[Saved data entries]
━━━━━━━━━━━━━━━━
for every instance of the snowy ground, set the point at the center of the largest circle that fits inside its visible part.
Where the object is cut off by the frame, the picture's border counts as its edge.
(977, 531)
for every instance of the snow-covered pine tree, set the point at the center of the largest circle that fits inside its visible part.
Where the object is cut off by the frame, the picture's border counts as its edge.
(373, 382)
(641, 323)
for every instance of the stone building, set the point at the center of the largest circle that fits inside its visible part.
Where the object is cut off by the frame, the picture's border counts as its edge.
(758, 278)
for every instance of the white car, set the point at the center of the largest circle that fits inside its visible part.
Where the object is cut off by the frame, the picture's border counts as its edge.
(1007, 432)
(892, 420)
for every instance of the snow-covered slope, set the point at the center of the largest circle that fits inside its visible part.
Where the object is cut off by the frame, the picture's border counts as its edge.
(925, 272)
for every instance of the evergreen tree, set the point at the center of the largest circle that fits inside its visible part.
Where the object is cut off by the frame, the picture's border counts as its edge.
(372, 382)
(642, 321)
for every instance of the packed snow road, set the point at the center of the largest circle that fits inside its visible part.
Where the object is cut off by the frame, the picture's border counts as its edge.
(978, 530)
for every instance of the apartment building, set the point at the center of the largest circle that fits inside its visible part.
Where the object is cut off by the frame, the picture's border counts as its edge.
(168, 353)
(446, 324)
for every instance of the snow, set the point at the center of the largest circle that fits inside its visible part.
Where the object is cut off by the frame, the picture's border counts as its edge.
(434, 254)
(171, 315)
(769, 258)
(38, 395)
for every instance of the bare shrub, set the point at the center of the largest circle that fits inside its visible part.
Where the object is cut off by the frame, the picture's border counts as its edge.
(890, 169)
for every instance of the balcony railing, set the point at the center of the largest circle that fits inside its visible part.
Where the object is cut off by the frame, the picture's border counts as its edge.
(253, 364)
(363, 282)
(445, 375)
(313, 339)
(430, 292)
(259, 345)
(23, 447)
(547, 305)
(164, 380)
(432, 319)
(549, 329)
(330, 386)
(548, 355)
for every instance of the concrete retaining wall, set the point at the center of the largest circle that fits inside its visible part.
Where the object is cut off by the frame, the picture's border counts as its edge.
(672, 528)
━━━━━━━━━━━━━━━━
:: INSTRUCTIONS TO FOLLOW ::
What are the lines above, starting at the one with "for every instance of the snow-covered pine" and ending at the one with "for every instance of the balcony"? Give them again exactly, and only them.

:: EXERCISE SOLUTION ::
for every instance of the snow-covered pine tree, set the point at the center of the largest circle that fits inside its visible part.
Where the object is cut off by the frame, the picture's border counts as its edge.
(373, 382)
(641, 323)
for every instance of the stone building, set the point at the center of the largest circle that fits inside its visible part.
Where the object is cut off by the frame, the picture's border counts as its edge.
(758, 278)
for every instance of the white car, set the point at the center of the largest circle that fits inside its visible part.
Where the object is cut off by the frame, the picture's border counts as its edge.
(1007, 432)
(892, 420)
for every instance of the snow-covered slope, set the point at the center of the largest circle that fits inside its visible part.
Where the object is cut off by the frame, the picture's border counts as its edge.
(925, 272)
for every instance of the evergreen tree, set the point at the center of the largest circle that fits inside its visible part.
Where the object is cut off by the frame, the picture's border counts as its edge.
(372, 382)
(642, 321)
for every instance of the packed snow road, set the point at the center of the largest circle that fits inside its visible part.
Where the object is cut off by the frame, the picture's border counts as its edge.
(978, 530)
for every instance of the apartment building, set the point at the center of the largest circle that fits inside its visible part.
Where the object is cut off by the frame, the picture's border counts as its edge.
(168, 353)
(446, 324)
for every instance of the snow, set the point at the center of the largest circle that fits inside its visible part.
Where the object is cut off by the frame, the picture's border counts as its edge.
(434, 254)
(171, 315)
(769, 258)
(38, 395)
for every instance of the bare shrub, set the point at the center of the largest circle that fits inside its visible part.
Where the object is cut off by the frame, the picture's border counts as its edge.
(890, 169)
for every instance of the balcony railing, set the point at the center of the largest circle that fits inside its visible part.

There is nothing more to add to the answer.